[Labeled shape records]
* Begin *
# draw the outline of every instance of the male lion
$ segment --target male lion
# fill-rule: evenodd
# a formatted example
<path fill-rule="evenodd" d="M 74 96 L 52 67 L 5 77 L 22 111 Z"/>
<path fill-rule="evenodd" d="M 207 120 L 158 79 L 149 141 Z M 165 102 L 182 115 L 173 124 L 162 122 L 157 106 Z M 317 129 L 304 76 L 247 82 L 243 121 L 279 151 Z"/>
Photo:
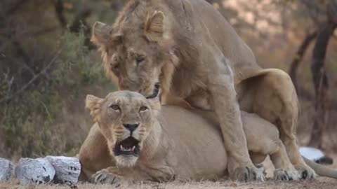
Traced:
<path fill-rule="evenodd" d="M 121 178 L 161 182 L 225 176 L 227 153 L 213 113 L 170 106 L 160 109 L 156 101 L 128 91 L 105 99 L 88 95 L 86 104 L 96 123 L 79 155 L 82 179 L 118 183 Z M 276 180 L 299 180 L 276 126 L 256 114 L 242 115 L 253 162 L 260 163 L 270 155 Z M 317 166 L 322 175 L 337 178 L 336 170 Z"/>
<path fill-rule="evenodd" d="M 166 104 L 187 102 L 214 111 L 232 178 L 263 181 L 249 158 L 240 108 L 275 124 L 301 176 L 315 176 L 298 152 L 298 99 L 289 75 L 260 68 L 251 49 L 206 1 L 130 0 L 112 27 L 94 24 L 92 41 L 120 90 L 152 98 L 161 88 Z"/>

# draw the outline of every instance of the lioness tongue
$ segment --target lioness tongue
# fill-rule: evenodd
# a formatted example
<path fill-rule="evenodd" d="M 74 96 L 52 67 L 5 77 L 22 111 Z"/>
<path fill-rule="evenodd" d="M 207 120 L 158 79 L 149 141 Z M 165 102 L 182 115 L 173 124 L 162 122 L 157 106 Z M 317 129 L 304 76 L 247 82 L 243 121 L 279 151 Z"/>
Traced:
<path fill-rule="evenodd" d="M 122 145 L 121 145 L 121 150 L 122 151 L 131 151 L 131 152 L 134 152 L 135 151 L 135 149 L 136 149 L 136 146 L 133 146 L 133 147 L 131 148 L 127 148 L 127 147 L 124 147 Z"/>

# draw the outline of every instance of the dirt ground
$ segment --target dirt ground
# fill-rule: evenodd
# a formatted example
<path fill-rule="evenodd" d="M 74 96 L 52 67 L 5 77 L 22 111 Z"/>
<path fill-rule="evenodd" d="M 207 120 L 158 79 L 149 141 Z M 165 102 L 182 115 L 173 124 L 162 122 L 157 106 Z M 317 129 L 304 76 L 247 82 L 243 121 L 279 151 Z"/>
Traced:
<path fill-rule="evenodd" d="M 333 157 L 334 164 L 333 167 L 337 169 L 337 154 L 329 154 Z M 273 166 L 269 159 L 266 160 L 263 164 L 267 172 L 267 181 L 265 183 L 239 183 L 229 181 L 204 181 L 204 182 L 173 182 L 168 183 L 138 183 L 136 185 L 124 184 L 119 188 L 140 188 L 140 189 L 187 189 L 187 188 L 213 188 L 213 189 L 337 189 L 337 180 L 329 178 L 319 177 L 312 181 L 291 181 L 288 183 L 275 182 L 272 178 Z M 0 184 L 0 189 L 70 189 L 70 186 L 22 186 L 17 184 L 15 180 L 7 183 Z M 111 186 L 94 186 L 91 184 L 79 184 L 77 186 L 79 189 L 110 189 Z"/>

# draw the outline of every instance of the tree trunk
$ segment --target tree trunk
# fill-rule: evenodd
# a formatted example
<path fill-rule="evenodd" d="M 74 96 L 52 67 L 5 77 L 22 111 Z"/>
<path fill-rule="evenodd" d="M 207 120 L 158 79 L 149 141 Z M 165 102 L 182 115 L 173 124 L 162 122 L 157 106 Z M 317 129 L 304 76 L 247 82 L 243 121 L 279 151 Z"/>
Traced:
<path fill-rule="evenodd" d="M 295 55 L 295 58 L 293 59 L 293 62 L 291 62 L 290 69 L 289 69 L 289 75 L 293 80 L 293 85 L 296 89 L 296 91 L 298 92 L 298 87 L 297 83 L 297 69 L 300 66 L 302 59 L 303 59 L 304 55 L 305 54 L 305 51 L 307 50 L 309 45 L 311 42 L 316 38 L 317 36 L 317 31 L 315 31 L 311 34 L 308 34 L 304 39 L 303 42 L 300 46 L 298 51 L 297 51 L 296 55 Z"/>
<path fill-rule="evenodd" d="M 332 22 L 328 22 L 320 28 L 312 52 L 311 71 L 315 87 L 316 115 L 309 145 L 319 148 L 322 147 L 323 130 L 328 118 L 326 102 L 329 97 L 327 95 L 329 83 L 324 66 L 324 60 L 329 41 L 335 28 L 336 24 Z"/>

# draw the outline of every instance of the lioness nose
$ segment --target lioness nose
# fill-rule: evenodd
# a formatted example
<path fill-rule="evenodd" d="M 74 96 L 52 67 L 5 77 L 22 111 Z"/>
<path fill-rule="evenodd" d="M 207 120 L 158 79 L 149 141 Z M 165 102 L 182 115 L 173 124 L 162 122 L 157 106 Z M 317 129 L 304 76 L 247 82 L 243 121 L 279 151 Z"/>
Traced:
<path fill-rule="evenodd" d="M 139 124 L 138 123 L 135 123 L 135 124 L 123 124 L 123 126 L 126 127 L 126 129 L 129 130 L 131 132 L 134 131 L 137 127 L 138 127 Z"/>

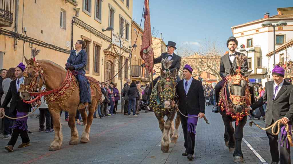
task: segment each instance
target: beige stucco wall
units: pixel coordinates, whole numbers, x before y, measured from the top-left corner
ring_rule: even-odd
* End *
* Begin *
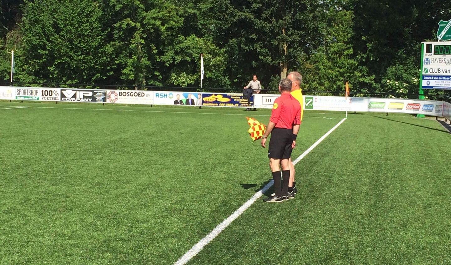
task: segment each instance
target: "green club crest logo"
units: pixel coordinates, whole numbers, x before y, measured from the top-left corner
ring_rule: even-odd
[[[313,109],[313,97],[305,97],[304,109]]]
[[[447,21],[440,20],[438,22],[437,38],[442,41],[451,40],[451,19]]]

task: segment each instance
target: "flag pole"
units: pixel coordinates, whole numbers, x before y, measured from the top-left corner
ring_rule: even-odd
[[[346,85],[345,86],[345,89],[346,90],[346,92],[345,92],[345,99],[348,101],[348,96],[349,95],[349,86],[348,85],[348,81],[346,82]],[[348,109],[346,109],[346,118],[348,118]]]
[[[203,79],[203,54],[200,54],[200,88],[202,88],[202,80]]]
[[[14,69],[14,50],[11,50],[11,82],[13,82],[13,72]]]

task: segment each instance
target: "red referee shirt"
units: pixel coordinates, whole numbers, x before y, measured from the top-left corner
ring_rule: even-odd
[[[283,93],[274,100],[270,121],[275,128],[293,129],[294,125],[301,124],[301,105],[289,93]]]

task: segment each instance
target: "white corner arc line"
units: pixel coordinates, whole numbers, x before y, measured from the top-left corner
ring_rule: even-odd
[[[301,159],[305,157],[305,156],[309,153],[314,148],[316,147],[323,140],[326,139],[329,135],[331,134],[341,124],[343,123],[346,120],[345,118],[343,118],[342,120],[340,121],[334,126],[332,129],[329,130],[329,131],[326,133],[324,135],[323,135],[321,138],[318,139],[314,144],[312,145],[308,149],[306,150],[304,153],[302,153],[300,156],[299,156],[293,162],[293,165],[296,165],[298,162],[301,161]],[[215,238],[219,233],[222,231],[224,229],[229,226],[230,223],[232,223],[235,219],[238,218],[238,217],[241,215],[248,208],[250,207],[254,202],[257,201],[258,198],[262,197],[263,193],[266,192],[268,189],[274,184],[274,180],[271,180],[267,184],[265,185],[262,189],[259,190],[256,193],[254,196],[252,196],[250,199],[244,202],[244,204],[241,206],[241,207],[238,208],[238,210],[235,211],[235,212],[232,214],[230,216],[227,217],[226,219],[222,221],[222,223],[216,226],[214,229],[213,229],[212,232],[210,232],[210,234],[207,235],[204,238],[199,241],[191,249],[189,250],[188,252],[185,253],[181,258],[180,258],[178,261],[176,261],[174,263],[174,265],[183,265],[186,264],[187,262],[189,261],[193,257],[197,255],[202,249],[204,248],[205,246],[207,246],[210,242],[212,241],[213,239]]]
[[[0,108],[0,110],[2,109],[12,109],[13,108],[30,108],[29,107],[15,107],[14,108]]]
* End *
• [Exercise goal]
Copy out the entries above, starting at the line containing "# draw the outline of every instance of the male" and continuing through the line containing "166 104 L 187", both lines included. Leave the pictures out of your answer.

• [Exercise answer]
# draw the outline of every instance of the male lion
$ segment --target male lion
# fill-rule: evenodd
# a formatted example
<path fill-rule="evenodd" d="M 74 96 L 52 67 L 5 77 L 22 111 Z"/>
<path fill-rule="evenodd" d="M 207 120 L 158 79 L 149 141 Z M 165 102 L 182 115 L 173 124 L 162 122 L 157 106 Z M 317 129 L 304 76 L 247 82 L 243 121 L 279 151 Z"/>
Photo:
Traced:
<path fill-rule="evenodd" d="M 121 178 L 161 182 L 225 176 L 227 153 L 213 113 L 170 106 L 160 109 L 156 101 L 128 91 L 105 99 L 88 95 L 86 104 L 96 123 L 79 155 L 82 179 L 118 183 Z M 276 180 L 299 180 L 276 126 L 256 114 L 242 115 L 253 162 L 260 163 L 270 155 Z M 317 166 L 322 175 L 337 178 L 336 170 Z"/>
<path fill-rule="evenodd" d="M 166 104 L 187 102 L 214 111 L 232 178 L 263 181 L 249 158 L 240 108 L 275 124 L 301 176 L 315 176 L 298 152 L 298 99 L 289 75 L 260 68 L 251 49 L 206 1 L 130 0 L 112 27 L 94 24 L 92 41 L 120 90 L 152 98 L 161 88 Z"/>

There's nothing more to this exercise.